▶ **Brano di partenza**
##########

E il suono salì fino alla cupola


di Wolfgang Sawallisch

Uno degli avvenimenti più spettacolari della mia attività in Italia porta la data del 23 maggio 1970:  l'esecuzione della Missa solemnis nella basilica di San Pietro alla presenza del Papa, Paolo VI; con Ingrid Bjoner, Christa Ludwig, Placido Domingo, Kurt Moll e la regia di Franco Zeffirelli.

In occasione del bicentenario della nascita di Beethoven e dell'anno beethoveniano, che coincideva con il venticinquesimo giubileo della consacrazione a sacerdote di Papa Paolo VI, gli organizzatori erano riusciti a far cadere il divieto che impediva di eseguire in San Pietro musica fuori dell'ambito liturgico; cosa che non era mai accaduta fino ad allora. Era stato il Papa stesso a dare l'assenso. L'Orchestra della Rai, il Coro della Radio Bavarese e i solisti furono collocati davanti all'altare del Bernini, direttamente sotto la cupola. Zeffirelli curò la regia televisiva di questo eccezionale concerto, che fu trasmesso in tutto il mondo e divenne così un documento.

##########

▶ **Materiale fornito**
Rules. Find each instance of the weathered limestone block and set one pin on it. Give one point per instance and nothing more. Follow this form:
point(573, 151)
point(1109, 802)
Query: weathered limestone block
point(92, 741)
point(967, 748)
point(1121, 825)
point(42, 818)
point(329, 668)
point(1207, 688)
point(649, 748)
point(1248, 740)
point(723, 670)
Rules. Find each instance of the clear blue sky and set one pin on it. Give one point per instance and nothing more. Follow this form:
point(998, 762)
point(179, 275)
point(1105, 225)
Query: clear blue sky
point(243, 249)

##########

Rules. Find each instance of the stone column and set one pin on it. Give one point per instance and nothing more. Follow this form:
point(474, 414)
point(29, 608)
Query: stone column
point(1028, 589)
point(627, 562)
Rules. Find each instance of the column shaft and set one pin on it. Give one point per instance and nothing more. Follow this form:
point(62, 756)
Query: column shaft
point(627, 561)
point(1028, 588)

##########

▶ **Obiettivo 1**
Raccogli dalle voci qui sopra ogni riga che contiene la stringa "shaft" e ricopiala senza modifiche.
▶ **Obiettivo 2**
Prolunga il brano sulla Missa solemnis eseguita in San Pietro, riprendendo subito dopo la sua ultima frase.

▶ **Risultato 1**
Rules. Find each instance of the column shaft and set one pin on it. Give one point per instance and nothing more. Follow this form:
Query: column shaft

▶ **Risultato 2**
Era una di quelle situazioni in cui non è facile mantenere la calma. L'eccezionalità del luogo, la grandiosità di quella architettura e la consapevolezza che la prova di acustica sarebbe stata un disastro (cosa che ci era chiara già prima della prova generale) costituivano una vera e propria sfida. Finalmente ci trovammo nella enorme basilica completamente vuota, al centro del transetto, davanti all'altare del Bernini. Con che cosa incominciare? Pensai di non attaccare con il Kyrie, bensì subito con il Gloria. Fu un'esperienza indimenticabile:  mentre la musica si slanciava possentemente verso la cupola mi resi improvvisamente conto che quelle note risuonavano per la prima volta in quella basilica.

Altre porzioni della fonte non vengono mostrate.